• **TEXTE SOURCE**:
La persistance de l’enseignement grammatical des langues : une perspective historique et cognitive

Introduction : l’héritage des langues mortes dans les salles de classe d’aujourd’hui

Si nous continuons à faire ce que nous avons toujours fait, nous continuerons à obtenir les mêmes résultats. Alors nous innovons. Mais si nous innovons sur des bases défectueuses, nous ne faisons que construire de nouvelles erreurs, plus sophistiquées. Un véritable progrès exige à la fois des idées nouvelles et une compréhension claire des raisons pour lesquelles les anciennes se sont imposées.

Posez-vous la question : pourquoi l’enseignement des langues étrangères repose-t-il encore principalement sur la théorie grammaticale ? Pourquoi les apprenants sont-ils amenés à croire que maîtriser les règles d’une langue est la clé pour la parler ?

• **À FAIRE**:
• 1. Répondez à ces questions sur le texte consacré à l'enseignement grammatical des langues :
(a) De quel héritage le titre de l'introduction parle-t-il ?
(b) Que se passe-t-il, selon le texte, si l'on innove sur des bases défectueuses ?
(c) Qu'exige un véritable progrès ?
• 2. Reprenez le texte sur l'enseignement grammatical des langues après sa dernière phrase et rédigez la suite.

• **LISTE DES DONNÉES**:
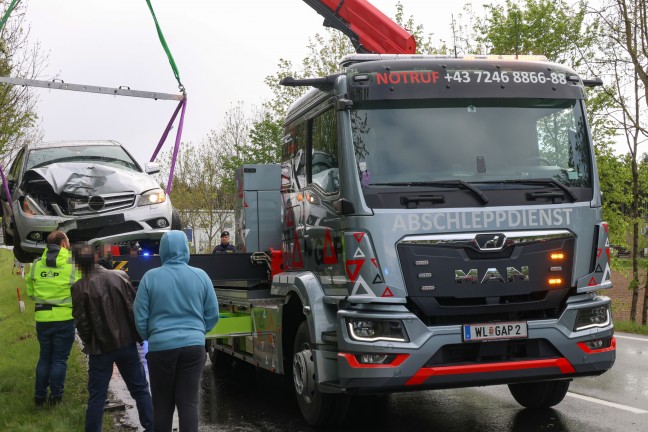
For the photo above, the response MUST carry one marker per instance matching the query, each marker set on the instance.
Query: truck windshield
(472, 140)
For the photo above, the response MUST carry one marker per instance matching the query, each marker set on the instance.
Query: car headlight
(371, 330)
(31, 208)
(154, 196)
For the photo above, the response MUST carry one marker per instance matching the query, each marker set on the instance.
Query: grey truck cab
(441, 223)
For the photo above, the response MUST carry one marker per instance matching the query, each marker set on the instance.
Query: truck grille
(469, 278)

==

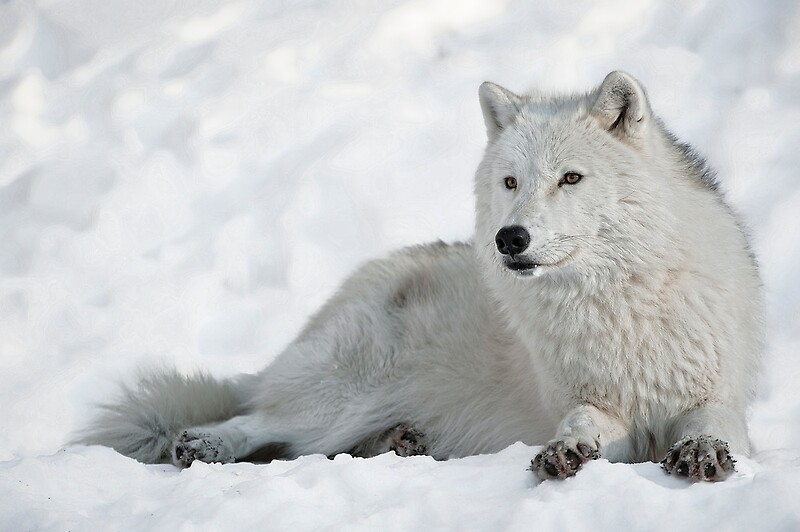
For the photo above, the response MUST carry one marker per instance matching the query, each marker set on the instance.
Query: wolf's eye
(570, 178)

• **RÉSULTATS**:
• 1.
(a) De l'héritage des langues mortes dans les salles de classe d'aujourd'hui.
(b) On ne fait que construire de nouvelles erreurs, plus sophistiquées.
(c) À la fois des idées nouvelles et une compréhension claire des raisons pour lesquelles les anciennes se sont imposées.

• 2.
Une réponse essentielle ne se situe ni dans la linguistique appliquée, ni dans les sciences cognitives, ni même dans les meilleures pratiques pédagogiques, mais dans l’histoire — plus précisément dans l’évolution de l’éducation à partir de l’enseignement du latin et du grec ancien, deux langues qui ne sont plus parlées comme langues maternelles depuis plus de 1 300 ans.

Un système conçu pour lire, pas pour parler

Le latin et le grec ancien, piliers de l’éducation classique, étaient les langues des érudits, du clergé et de la noblesse — non celles des marchands ou des paysans. Leur usage était essentiellement littéraire, et leurs méthodes d’enseignement en étaient le reflet.

L’objectif n’était pas la fluidité orale, mais le déchiffrage des textes. La compréhension écrite et la traduction étaient prioritaires ; la prononciation était secondaire, et l’expression orale presque inexistante.

Au fil des siècles, ces langues classiques sont devenues synonymes d’éducation elle-même, façonnant la manière dont les langues modernes allaient être enseignées. Résultat : un modèle conçu pour analyser les langues, et non pour les acquérir.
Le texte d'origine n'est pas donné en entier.